The data

>>>>

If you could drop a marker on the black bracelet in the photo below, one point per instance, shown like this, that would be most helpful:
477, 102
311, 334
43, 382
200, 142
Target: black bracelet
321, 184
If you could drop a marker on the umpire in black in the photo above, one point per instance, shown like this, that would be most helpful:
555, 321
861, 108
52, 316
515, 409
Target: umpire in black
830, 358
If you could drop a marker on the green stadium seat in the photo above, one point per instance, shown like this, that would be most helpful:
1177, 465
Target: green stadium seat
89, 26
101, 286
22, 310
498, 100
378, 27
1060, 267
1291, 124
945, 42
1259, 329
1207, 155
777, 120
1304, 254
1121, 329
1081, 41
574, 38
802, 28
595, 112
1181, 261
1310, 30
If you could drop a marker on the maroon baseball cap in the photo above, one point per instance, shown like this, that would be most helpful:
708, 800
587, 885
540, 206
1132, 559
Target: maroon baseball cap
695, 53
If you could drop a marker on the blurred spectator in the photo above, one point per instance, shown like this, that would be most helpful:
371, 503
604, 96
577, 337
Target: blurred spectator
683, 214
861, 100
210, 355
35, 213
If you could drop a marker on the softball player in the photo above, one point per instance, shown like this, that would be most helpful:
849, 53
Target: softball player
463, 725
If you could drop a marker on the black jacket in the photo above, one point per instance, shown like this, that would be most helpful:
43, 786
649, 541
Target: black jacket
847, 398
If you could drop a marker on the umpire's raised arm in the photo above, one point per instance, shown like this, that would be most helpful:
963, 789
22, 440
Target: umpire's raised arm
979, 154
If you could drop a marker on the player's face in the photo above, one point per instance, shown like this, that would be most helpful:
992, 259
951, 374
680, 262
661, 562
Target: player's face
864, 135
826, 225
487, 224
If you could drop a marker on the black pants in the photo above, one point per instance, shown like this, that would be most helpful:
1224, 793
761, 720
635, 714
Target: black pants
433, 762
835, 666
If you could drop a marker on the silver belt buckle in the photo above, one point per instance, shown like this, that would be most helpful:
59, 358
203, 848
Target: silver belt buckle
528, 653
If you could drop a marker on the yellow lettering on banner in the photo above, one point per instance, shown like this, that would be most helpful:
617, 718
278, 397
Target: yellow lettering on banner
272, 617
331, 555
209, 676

<<<<

Your objective
Reproduce every line from the one holding "If you could drop a marker on the player's" through the end of the records, inclusive, requests included. Scale each answer coordinate by 0.3 and round it to a whole number, with halves rounded up; leave the sample coordinates inside the requests unchanged.

The solution
If you could drop a marker on the player's face in the photo above, one point per instance, shown like this, that would be most helpful:
992, 259
951, 374
680, 262
661, 562
Target: player's face
259, 41
248, 68
146, 67
If you could drop a marker on the black pants in the photo above, one point per instance, shown like this, that would be most helpful:
1224, 793
761, 720
635, 714
Target: black pants
130, 229
251, 200
If you could drop a marker on the silver belt buckle in the photo above, one point per instance, shown like this, that would be most helpful:
59, 358
203, 848
Target: silver belt buckle
158, 196
If you could drop a marker on the yellow lettering on banner in the photo above, one point per instance, shown like this, that would be most helpful:
617, 718
278, 397
Target: yellow lettering on banner
82, 185
99, 167
63, 203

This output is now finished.